**ACTIVITY:**
Where the line with "In this exercise you will mark the statue's chest" appears below, start writing out lines exactly, and finish with the line with "In this exercise you will mark the godzilla", which is included; write out nothing else.
-------- AVAILABLE DATA
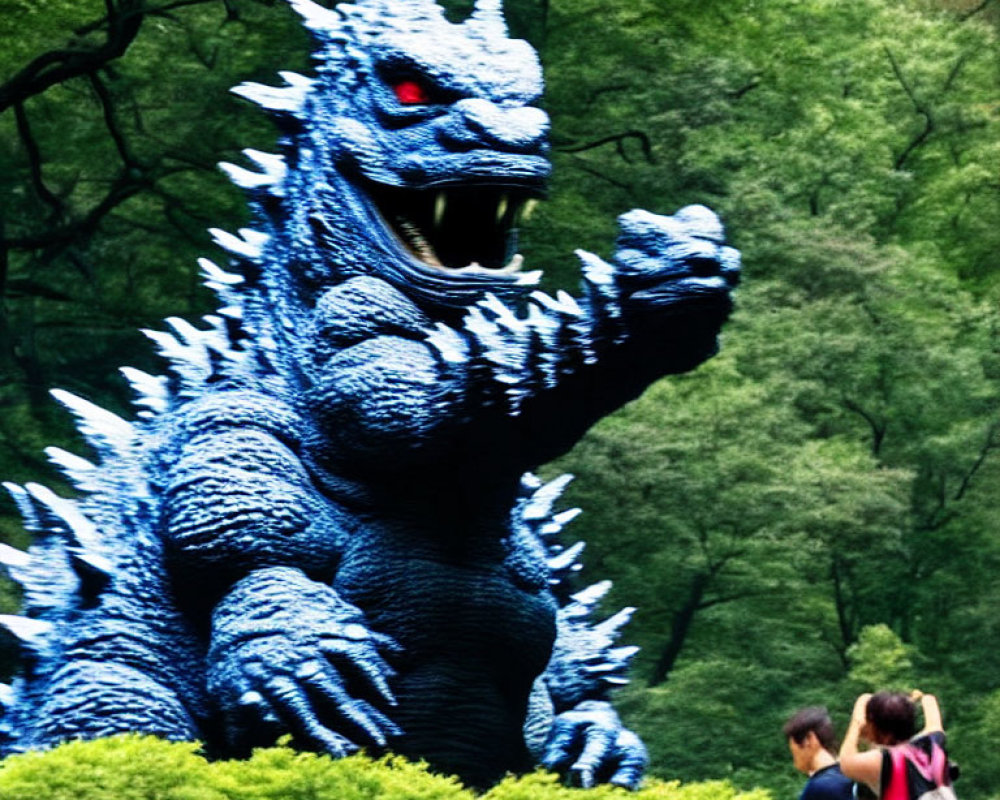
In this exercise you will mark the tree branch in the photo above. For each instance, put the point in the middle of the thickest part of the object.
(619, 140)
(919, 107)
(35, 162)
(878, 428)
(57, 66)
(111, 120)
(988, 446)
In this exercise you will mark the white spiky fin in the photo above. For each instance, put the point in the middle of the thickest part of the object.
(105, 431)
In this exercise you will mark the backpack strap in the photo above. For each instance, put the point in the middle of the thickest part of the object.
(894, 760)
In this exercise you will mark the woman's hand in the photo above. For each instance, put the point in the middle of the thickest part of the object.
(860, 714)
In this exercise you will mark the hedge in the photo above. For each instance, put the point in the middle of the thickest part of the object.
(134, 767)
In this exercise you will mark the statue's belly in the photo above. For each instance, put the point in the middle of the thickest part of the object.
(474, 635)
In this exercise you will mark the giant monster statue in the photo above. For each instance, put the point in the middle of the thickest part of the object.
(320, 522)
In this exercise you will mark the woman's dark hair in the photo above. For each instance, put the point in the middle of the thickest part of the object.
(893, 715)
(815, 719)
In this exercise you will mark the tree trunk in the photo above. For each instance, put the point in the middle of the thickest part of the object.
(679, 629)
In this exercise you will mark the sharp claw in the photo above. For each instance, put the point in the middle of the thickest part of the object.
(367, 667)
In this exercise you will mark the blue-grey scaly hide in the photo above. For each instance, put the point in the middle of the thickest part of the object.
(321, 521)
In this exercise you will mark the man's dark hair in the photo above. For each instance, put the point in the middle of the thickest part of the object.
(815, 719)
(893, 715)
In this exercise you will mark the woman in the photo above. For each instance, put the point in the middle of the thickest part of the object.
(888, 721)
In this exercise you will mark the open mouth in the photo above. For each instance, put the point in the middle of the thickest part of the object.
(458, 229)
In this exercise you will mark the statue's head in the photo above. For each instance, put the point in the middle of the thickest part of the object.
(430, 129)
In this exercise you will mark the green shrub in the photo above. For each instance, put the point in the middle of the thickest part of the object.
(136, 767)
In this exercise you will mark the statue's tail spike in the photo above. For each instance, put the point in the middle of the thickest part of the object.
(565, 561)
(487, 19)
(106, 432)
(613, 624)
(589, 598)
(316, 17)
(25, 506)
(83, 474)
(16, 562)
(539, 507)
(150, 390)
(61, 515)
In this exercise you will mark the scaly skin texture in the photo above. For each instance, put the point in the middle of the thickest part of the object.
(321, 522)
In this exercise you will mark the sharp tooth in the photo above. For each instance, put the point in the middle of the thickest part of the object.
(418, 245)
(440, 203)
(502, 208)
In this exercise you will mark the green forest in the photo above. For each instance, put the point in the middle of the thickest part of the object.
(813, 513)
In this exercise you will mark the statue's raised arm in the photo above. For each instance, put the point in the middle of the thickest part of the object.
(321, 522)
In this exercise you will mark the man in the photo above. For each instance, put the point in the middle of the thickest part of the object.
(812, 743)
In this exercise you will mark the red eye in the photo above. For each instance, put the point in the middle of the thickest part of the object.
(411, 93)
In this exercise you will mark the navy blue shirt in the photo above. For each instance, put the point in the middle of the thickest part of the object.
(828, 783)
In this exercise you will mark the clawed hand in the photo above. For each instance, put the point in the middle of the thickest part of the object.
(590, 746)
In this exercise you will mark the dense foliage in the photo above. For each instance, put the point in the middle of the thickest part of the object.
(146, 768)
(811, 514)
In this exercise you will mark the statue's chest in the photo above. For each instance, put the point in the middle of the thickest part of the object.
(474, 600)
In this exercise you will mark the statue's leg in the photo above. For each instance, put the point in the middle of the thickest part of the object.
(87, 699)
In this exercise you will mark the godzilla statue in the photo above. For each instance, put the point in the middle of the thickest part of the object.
----------------
-------- AVAILABLE DATA
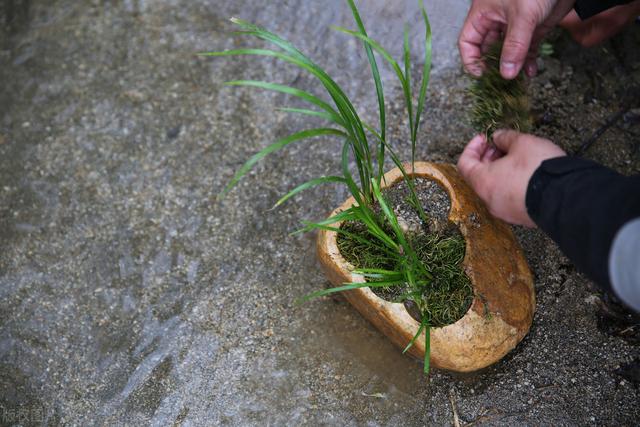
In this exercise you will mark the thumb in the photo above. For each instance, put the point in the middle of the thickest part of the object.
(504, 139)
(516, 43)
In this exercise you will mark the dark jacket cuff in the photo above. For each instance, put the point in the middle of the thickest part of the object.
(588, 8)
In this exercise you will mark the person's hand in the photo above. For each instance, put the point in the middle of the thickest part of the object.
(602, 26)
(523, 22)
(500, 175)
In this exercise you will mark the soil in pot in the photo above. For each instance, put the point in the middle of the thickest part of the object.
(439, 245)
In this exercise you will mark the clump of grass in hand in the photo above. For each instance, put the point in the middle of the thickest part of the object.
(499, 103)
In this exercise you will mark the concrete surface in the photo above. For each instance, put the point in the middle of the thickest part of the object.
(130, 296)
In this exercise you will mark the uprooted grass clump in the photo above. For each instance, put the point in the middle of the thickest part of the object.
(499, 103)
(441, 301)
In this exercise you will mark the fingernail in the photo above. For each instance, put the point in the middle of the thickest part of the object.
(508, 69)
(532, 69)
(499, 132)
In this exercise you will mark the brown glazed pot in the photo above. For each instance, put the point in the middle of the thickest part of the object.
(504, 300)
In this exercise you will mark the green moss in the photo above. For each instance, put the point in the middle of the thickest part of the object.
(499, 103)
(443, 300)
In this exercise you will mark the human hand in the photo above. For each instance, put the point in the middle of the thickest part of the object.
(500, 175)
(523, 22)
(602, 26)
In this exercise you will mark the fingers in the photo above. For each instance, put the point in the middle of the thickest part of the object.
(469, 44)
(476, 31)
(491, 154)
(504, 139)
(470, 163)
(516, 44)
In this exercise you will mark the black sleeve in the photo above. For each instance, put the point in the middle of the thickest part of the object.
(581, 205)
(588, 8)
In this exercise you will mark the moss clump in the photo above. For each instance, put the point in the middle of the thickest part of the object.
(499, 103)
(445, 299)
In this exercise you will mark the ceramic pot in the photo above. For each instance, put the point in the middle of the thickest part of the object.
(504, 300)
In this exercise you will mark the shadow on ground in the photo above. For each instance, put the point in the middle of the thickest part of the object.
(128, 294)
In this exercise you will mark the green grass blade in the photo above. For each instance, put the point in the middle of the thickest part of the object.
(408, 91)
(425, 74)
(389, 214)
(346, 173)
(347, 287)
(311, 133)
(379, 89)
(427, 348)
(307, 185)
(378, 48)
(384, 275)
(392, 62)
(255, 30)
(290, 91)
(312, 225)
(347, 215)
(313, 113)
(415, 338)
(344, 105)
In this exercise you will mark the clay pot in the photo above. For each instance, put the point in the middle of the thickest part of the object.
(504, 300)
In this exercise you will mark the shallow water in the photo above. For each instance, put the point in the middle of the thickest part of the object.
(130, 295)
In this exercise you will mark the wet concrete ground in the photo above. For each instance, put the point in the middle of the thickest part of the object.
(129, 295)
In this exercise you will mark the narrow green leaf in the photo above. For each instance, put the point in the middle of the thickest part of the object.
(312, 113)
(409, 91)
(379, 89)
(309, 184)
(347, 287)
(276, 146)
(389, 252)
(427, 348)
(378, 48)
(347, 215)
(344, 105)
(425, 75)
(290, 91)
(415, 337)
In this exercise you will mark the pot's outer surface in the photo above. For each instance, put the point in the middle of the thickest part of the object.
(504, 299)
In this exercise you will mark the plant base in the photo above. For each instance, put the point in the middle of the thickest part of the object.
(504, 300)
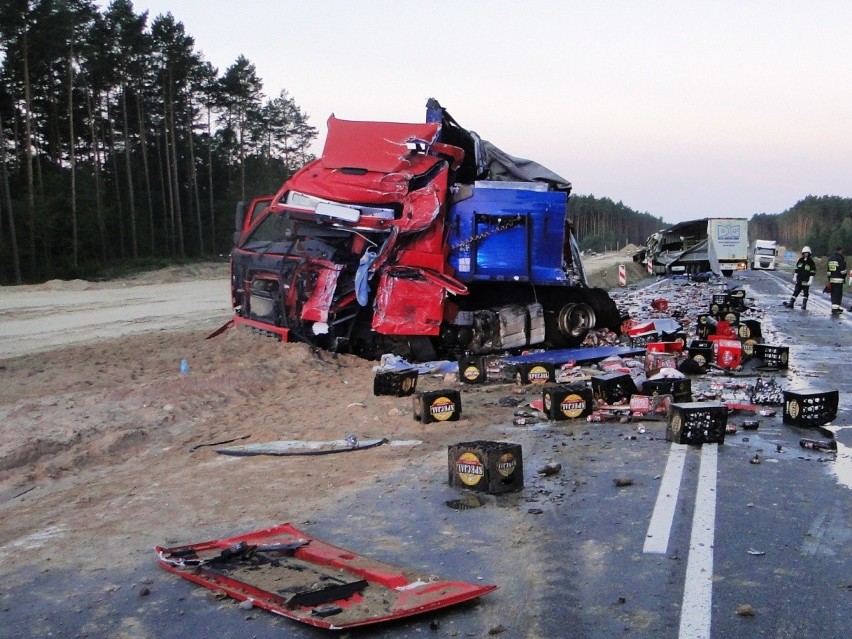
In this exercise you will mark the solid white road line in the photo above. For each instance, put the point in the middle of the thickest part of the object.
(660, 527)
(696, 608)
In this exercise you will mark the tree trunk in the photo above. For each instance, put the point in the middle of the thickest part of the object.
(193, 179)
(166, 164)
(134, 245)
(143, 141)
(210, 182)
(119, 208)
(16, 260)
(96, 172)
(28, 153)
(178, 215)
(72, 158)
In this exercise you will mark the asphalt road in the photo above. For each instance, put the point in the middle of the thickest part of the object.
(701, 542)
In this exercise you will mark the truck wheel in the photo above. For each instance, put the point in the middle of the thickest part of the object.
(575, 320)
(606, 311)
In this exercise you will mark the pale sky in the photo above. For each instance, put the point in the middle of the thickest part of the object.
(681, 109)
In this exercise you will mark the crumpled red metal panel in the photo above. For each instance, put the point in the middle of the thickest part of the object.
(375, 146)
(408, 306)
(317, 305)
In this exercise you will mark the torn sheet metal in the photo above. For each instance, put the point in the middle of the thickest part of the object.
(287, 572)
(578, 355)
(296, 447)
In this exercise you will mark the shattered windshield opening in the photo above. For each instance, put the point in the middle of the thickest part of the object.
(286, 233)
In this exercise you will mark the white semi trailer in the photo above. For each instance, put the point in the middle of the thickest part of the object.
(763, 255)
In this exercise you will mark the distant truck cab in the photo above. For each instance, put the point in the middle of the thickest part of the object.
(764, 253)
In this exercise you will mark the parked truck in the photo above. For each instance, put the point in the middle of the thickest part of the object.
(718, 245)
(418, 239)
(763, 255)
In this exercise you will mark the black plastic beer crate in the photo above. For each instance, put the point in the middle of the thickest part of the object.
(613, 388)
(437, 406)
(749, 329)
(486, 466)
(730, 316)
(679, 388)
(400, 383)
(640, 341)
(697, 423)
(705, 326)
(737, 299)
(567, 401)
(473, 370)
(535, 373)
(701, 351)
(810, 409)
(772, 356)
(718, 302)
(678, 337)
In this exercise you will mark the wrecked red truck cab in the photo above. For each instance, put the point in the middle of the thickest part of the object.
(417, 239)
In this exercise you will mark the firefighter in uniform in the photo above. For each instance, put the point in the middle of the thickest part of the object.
----------------
-------- AVAILABLE DATA
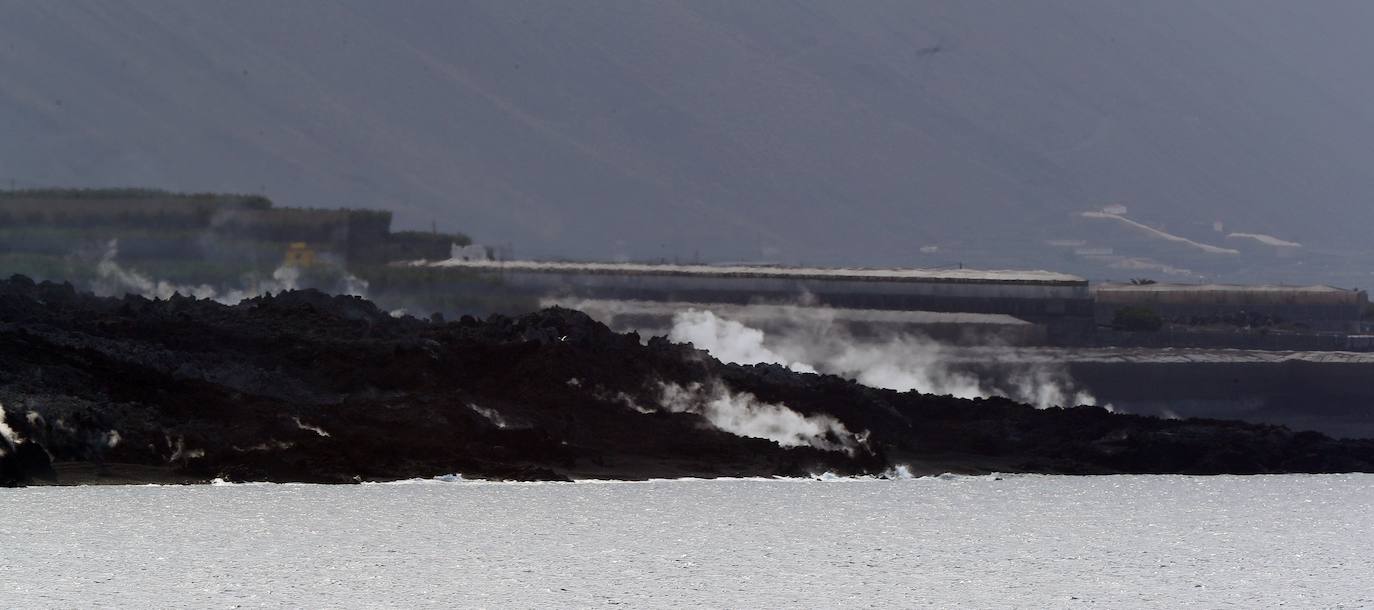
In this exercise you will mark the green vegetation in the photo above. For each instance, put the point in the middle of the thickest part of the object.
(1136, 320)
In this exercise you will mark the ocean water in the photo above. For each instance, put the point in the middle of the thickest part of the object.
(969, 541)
----------------
**RESULT OF THE TASK:**
In this exercise you will mark the statue's chest in the photo above. For each instance, put the point in the middle of the thickest part of the object.
(474, 600)
In this exercise you will mark the statue's leg in the photo above. For each instance, put the point in the middle of the thickest part of the object.
(87, 699)
In this exercise you will mark the godzilla statue in the photo above. For each instance, put the point in the middle of the thickest part of the object.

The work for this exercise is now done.